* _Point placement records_

------------------------------------

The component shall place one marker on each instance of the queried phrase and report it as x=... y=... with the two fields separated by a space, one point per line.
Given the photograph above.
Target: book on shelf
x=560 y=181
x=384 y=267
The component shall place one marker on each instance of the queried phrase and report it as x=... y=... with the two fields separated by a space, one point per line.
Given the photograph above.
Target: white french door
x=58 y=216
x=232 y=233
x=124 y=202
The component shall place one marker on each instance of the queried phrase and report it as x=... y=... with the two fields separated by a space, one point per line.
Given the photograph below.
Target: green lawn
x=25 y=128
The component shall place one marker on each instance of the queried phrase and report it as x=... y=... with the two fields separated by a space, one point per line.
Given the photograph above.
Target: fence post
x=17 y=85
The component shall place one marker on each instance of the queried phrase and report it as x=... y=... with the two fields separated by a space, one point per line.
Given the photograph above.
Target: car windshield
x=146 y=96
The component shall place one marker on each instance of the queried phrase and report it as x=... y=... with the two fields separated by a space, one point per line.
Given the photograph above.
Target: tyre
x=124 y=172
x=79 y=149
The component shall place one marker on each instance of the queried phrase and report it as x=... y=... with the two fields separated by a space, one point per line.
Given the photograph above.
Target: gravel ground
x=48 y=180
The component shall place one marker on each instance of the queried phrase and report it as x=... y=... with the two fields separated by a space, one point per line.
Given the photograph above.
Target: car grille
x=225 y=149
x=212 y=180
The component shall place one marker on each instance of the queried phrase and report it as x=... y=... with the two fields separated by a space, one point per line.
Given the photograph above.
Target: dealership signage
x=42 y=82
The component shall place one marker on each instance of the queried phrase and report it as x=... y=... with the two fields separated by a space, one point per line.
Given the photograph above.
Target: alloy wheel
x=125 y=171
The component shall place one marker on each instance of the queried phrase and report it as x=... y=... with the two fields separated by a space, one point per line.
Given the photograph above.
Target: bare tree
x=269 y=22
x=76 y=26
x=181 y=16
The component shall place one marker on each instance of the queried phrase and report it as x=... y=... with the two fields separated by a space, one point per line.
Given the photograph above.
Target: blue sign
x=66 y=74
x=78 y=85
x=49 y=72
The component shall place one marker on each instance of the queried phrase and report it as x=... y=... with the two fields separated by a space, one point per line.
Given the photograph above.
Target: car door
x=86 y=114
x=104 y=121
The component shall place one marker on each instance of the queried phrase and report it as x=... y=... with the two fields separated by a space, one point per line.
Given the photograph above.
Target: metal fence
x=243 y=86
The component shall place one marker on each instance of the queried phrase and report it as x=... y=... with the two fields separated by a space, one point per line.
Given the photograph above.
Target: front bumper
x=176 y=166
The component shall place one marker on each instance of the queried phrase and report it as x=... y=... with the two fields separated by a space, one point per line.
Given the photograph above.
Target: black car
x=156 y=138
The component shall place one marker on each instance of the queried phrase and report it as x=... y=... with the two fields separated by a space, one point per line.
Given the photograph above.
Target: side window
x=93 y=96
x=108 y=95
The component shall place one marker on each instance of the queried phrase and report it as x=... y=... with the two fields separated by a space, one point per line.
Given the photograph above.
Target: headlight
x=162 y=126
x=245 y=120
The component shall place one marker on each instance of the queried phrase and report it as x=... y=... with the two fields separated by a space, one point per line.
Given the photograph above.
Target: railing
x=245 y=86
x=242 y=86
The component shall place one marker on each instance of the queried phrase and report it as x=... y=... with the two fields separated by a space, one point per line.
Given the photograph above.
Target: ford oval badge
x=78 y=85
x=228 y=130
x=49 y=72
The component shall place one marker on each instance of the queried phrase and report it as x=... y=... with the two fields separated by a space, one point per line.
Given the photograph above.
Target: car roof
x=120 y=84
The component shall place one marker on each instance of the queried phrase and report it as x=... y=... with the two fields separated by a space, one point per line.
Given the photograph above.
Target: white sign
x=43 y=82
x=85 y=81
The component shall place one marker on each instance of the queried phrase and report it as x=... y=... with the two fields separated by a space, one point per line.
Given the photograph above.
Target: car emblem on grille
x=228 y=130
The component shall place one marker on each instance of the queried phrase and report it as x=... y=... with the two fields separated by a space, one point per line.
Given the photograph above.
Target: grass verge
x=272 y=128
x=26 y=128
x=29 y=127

------------------------------------

* _TASK GOAL_
Write the data out again in full and exactly.

* _WRITTEN SOLUTION_
The component shall place one marker on each instance of the queried phrase and report it as x=... y=... with the two fields separated by a space, one point per line.
Given the photograph above.
Target: book on shelf
x=560 y=181
x=384 y=267
The component shall place one marker on each instance of the queried phrase and report it as x=... y=... with the two fields separated by a space, one point per line.
Given the photograph above.
Target: white french door
x=58 y=216
x=232 y=233
x=124 y=202
The component shall place one marker on each instance of the queried phrase and report it as x=... y=... with the two fields separated by a space, one point per line.
Given the photograph below.
Target: green lawn
x=25 y=128
The component shall place one marker on each instance of the queried phrase and report it as x=... y=... with the two fields separated by a space, one point per line.
Given the photograph above.
Target: fence post
x=17 y=85
The component shall place one marker on each instance of the queried phrase and report it as x=... y=... with the two fields separated by a space, one point per line.
Given the photograph above.
Target: car windshield
x=146 y=96
The component shall place one marker on each instance of the queried phrase and report it as x=... y=... with the two fields separated by a space, one point per line.
Given the photograph above.
Target: tyre
x=124 y=172
x=79 y=149
The component shall place one marker on each instance of the queried phrase and report it as x=... y=... with the two fields separated by a space, one point per line.
Given the photograph above.
Target: gravel ground
x=48 y=180
The component shall place one marker on each instance of the queried phrase and report it as x=... y=... with the two fields separated by a space, one point per line.
Given the photograph above.
Target: car grille
x=225 y=149
x=212 y=180
The component shall place one marker on each instance of the queried phrase and report it as x=... y=... with the two fields separated by a space, one point per line.
Given the photograph above.
Target: dealership signage
x=42 y=82
The component shall place one marker on each instance of the queried phrase and report it as x=... y=... with the two fields separated by a space, one point per line.
Given the photograph above.
Target: alloy wheel
x=125 y=171
The component shall place one marker on each instance of the queried phrase and report it as x=... y=... with the two fields separated by a space, one point per line.
Given the photograph above.
Target: bare tree
x=269 y=22
x=76 y=26
x=181 y=16
The component shall place one marker on each instance of the queried phrase and report it as x=... y=... with the two fields separated by a space, one point per line.
Given the photograph above.
Target: blue sign
x=66 y=74
x=78 y=85
x=49 y=72
The component shall place one marker on each instance of the queried phrase and report it as x=... y=... with the two fields separated by a space, one point per line.
Given the photograph above.
Target: car door
x=86 y=114
x=104 y=121
The component shall place one marker on each instance of the queried phrase and report it as x=... y=... with the two fields separated by a space, one point per line.
Given the photograph above.
Target: metal fence
x=243 y=86
The component shall place one marker on each instance of the queried phrase and report it as x=... y=... with the two fields separated by a space, one point per line.
Given the photograph above.
Target: front bumper
x=176 y=166
The component shall place one marker on each instance of the queried phrase and report it as x=... y=... with the two fields separated by a space, one point per line.
Given the photograph above.
Target: black car
x=156 y=138
The component shall place one marker on each instance of the queried phrase and report it as x=... y=... with the two fields separated by a space, one point per line.
Given the photograph above.
Target: side window
x=93 y=96
x=108 y=95
The component shall place one marker on each instance of the queried phrase and report it as x=... y=... with the two fields separated by a space, one point per line.
Given the photograph above.
Target: headlight
x=162 y=126
x=245 y=120
The component shall place one marker on each instance of the queried phrase and report it as x=... y=... with the two fields separated by a space, one point per line.
Given the photograph above.
Target: railing
x=245 y=86
x=242 y=86
The component shall place one marker on each instance of the queried phrase and report it as x=... y=... with the two fields separated by a space, one point per line.
Given the photograph above.
Target: ford oval badge
x=78 y=85
x=228 y=130
x=49 y=72
The component shall place one marker on each instance of the queried phrase and report it as x=... y=... with the two fields separated by a space, one point per line.
Given the photograph above.
Target: car roof
x=120 y=84
The component shall place one marker on each instance of the queried phrase and report it as x=... y=... with the two fields separated by a space, one point per line.
Given the photograph above.
Target: white sign
x=43 y=82
x=85 y=81
The component shall place one marker on each instance of the queried phrase and report it as x=... y=... with the two fields separated by a space, one point per line.
Given the photograph above.
Target: car emblem on grille
x=228 y=130
The component shall place one marker on each instance of the queried phrase and report it as x=... y=... with the two fields separated by a space, one point per line.
Given the photograph above.
Target: grass verge
x=272 y=128
x=26 y=128
x=29 y=127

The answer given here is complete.